Given passage —
[start]

# Newport to Carlsbad



## tnt'sdad (Jun 19, 2010)

Has anyone done a loop from Newport Beach to Oceanside? If so what is it like ie. climbs, rollers, etc. Any info would be apprieciated as I am not familiar with the area.


----------



## gtran1502 (Aug 20, 2008)

I've done Angel Stadium to Oceanside a few times. Climbs aren't that bad especially since you turn back before hitting Torrey Pines. A few rollers but nothing too bad.


----------



## tnt'sdad (Jun 19, 2010)

thank you. Did you have any issue at Pedleton?


----------



## gtran1502 (Aug 20, 2008)

No, just make sure you bring your Photo ID or else you'll need to ride on the freeway. 

Also, if there's any special ride going on like the Amtrak century then they're overwhelmed and won't let any one onto base for cycling purposes.

GT


----------



## tnt'sdad (Jun 19, 2010)

thank you for the info. I thought that section of the 5 was was closed to cyclists. I will definetly take the freeway.


----------



## gtran1502 (Aug 20, 2008)

There's a section where you either pass through the marine base or take the 5 freeway. On the stretch of freeway that you take, you simply have to exit and reenter each time there is an exit. There's signs that say something along the lines of "cyclists must exit"


----------



## fourflys (Mar 20, 2009)

tnt'sdad said:


> thank you for the info. I thought that section of the 5 was was closed to cyclists. I will definetly take the freeway.


you would rather ride on the freeway than through the base??? I've ridden through Pendleton a few times and never had an issue... I'm MUCH rather do that then be afraid of some jacka$$ buzzing me at 90mph on the 5....


----------



## ejr13 (Dec 14, 2006)

[end]

Dataset —

[start]

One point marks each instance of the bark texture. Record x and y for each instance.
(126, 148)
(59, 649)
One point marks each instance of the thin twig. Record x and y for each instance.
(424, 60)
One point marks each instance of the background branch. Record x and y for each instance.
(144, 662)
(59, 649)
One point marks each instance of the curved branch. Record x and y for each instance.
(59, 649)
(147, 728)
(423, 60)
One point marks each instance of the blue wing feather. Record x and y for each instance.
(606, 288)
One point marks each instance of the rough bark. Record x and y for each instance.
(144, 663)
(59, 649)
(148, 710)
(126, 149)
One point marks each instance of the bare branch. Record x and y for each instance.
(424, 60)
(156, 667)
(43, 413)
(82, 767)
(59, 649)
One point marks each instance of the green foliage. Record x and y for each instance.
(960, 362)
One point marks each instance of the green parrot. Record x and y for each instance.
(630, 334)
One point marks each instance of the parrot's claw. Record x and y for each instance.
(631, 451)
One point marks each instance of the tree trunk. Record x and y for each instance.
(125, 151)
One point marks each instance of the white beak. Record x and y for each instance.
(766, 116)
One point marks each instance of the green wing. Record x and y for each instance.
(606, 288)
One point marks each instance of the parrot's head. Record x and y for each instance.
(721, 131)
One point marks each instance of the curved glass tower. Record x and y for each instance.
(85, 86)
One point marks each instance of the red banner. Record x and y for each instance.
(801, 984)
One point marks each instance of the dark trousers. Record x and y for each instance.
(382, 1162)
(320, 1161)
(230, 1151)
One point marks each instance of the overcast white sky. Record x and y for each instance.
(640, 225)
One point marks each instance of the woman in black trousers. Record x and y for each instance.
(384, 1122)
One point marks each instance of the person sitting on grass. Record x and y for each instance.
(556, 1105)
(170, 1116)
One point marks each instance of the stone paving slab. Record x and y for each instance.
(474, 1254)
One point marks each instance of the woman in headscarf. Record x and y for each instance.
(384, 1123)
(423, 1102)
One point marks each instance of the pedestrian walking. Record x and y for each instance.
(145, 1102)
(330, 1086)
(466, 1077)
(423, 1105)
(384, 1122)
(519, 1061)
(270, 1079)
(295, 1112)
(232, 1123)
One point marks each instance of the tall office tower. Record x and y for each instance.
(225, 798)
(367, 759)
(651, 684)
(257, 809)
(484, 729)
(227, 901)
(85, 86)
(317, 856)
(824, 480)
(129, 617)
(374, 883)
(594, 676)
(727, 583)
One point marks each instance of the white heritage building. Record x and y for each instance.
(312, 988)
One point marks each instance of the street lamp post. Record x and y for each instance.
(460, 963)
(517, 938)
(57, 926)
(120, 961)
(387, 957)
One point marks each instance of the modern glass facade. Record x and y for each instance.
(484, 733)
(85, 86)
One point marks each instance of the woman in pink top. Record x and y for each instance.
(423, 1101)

[end]

What is asked —
Transcribe the stretch of the Newport to Carlsbad thread that runs between "No, just make" and "for cycling purposes.", inclusive.

Solution to the exercise —
No, just make sure you bring your Photo ID or else you'll need to ride on the freeway. 

Also, if there's any special ride going on like the Amtrak century then they're overwhelmed and won't let any one onto base for cycling purposes.